**Required actions:**
**1.** Translate this sentence from the text on hepatitis A into Spanish: "There is no specific treatment for hepatitis A."
**2.** Answer these questions using the text on hepatitis A:
(a) By what route is the hepatitis A virus spread?
(b) For how long can immune globulin provide temporary immunity to the virus?
(c) In what countries is hepatitis A endemic?

++++ Text shown

Hepatitis A virus is spread by the fecal/oral route. In other words, a person is infected with HAV by ingesting anything that is contaminated by HAV-infected feces. Transmission can occur because of inadequate hand washing by food handlers, poor food or water sanitization, or sexual contact that includes oral/anal contact.
Fifteen to forty five days.
Many infected people have no symptoms (especially young children). Adults may become quite ill suddenly experiencing jaundice, fatigue, nausea, vomiting, abdominal pain, dark urine/light stools, and fever.
There is no specific treatment for hepatitis A. The infection will usually clear up in a few weeks to months and serious long term health problems are rare. Once recovered, an individual is then immune to HAV and will never get the infection again.
Persons traveling to developing nations where food and water sanitation are in question are encouraged to get the hepatitis A vaccine. Basic prevention includes washing hands with soap and water after using the bathroom and using household bleach to clean surfaces contaminated with feces such as changing tables. Immune globulin (IG) can provide a temporary immunity to the virus for two to three months if given prior to exposure to HAV or within two weeks after contact.
Although HAV is the least severe type of hepatitis, in rare instances it can result in liver failure.
Hepatitis A is endemic in developing countries.

++++++++
++++ Data

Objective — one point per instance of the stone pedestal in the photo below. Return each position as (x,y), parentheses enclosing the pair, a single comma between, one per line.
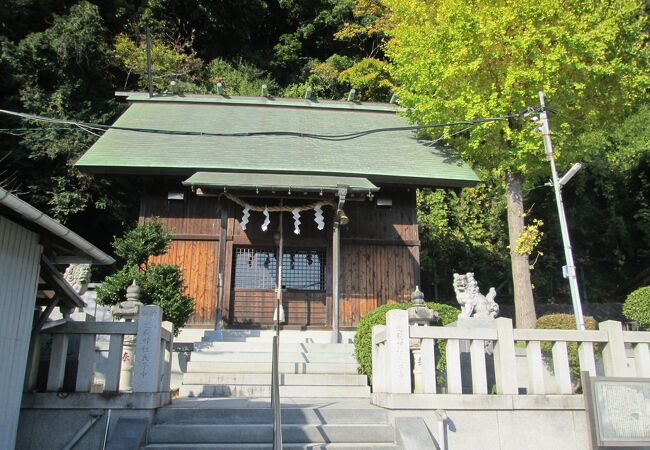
(128,311)
(465,352)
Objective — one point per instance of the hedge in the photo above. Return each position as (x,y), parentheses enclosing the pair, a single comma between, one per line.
(363,337)
(637,307)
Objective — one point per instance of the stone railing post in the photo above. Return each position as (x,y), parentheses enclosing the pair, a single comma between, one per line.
(128,310)
(146,367)
(423,356)
(166,355)
(614,358)
(379,362)
(505,365)
(397,347)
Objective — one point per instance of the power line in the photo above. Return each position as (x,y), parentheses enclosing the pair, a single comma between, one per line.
(328,137)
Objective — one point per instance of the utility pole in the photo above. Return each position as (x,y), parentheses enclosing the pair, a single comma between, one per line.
(568,254)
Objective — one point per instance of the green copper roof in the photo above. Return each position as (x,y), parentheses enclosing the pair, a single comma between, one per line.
(272,181)
(394,157)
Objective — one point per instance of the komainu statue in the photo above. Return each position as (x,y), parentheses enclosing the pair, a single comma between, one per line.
(473,304)
(78,276)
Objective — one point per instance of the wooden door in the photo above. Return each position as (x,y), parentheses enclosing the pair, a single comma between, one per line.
(253,297)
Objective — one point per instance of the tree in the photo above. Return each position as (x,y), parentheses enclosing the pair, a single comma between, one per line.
(161,284)
(458,60)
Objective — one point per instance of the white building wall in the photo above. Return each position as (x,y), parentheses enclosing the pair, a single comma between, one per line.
(20,253)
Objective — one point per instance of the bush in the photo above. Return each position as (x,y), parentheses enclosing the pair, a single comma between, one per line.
(564,322)
(637,307)
(160,284)
(363,336)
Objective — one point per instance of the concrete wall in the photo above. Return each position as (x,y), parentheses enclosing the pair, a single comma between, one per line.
(508,429)
(19,268)
(47,429)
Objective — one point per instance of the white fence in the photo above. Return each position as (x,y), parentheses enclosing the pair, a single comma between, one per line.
(152,355)
(396,371)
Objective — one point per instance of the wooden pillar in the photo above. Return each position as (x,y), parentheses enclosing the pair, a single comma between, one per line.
(336,260)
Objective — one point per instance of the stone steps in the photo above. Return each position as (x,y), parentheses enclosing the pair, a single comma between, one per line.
(264,390)
(288,336)
(244,434)
(264,346)
(286,379)
(260,415)
(329,446)
(266,357)
(265,367)
(240,366)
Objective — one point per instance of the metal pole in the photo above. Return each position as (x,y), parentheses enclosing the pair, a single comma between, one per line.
(568,254)
(278,296)
(335,280)
(149,75)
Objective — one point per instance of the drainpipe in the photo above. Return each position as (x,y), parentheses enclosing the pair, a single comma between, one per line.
(339,219)
(442,435)
(95,415)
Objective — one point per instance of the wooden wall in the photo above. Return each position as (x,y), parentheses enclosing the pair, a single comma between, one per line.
(256,307)
(196,225)
(379,255)
(198,261)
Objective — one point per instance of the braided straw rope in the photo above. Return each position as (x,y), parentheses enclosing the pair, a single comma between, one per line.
(306,207)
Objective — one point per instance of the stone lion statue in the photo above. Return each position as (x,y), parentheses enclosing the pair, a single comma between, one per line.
(78,276)
(473,304)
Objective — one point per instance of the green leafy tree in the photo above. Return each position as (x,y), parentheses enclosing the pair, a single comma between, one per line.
(160,284)
(462,232)
(241,78)
(637,307)
(466,60)
(168,63)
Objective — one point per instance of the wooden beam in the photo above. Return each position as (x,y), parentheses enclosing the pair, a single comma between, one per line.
(195,237)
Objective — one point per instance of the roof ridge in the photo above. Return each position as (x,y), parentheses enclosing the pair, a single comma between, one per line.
(143,97)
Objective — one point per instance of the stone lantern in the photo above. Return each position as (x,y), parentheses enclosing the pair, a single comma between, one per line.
(128,310)
(419,315)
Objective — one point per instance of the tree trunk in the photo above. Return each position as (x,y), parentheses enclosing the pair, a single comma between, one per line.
(524,302)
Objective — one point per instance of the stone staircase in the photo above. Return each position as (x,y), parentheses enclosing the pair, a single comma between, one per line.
(240,366)
(225,397)
(332,425)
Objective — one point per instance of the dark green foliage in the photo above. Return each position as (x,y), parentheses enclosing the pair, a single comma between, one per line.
(463,232)
(564,322)
(363,336)
(160,284)
(637,307)
(138,244)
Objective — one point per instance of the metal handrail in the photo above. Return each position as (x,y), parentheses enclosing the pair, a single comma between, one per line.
(275,398)
(275,373)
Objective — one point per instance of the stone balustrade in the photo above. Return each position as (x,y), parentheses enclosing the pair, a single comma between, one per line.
(152,356)
(609,351)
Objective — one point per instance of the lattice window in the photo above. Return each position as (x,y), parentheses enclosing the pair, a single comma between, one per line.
(255,268)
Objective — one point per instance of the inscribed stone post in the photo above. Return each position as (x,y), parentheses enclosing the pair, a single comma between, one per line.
(399,370)
(146,367)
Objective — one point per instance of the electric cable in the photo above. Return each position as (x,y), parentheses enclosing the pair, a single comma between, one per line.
(328,137)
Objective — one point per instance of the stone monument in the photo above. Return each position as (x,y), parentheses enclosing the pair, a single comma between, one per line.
(128,310)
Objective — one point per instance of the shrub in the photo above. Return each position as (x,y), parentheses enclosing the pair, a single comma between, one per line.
(637,307)
(564,322)
(363,336)
(160,284)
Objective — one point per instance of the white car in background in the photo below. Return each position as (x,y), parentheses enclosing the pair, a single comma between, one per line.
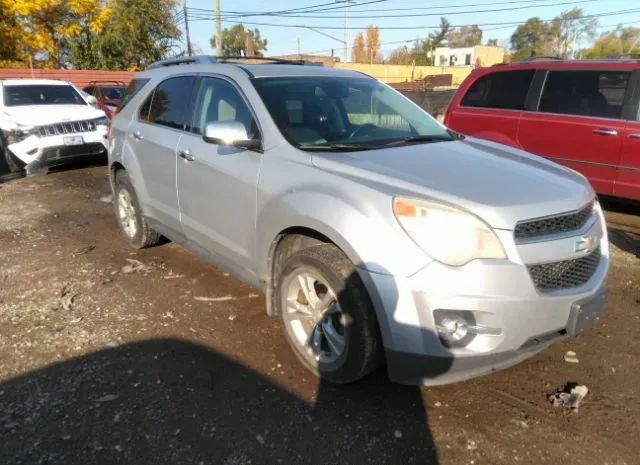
(45,123)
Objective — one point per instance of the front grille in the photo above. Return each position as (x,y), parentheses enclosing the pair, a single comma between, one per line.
(554,224)
(56,153)
(70,127)
(566,274)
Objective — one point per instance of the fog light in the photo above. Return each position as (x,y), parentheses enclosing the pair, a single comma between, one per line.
(453,328)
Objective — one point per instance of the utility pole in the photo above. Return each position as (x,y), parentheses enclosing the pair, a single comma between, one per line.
(346,30)
(216,7)
(186,27)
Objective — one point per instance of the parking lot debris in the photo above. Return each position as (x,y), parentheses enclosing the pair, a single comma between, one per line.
(570,396)
(135,266)
(571,357)
(66,298)
(108,398)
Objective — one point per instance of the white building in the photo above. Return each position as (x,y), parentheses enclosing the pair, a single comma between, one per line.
(478,55)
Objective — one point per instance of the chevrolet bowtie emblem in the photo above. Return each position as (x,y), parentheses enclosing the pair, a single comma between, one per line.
(586,244)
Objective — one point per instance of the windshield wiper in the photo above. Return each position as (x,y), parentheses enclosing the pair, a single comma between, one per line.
(422,138)
(337,147)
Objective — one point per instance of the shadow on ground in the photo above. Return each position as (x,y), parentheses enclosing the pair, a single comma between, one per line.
(170,401)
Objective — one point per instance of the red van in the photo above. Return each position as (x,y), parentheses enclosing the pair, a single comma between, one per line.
(582,114)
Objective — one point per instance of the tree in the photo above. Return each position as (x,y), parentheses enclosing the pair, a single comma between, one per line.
(568,29)
(358,50)
(45,27)
(619,42)
(237,39)
(372,44)
(466,36)
(138,33)
(531,39)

++++++++

**Activity answers:**
**1.** No existe un tratamiento específico para la hepatitis A.

**2.**
(a) The fecal/oral route.
(b) Two to three months.
(c) Developing countries.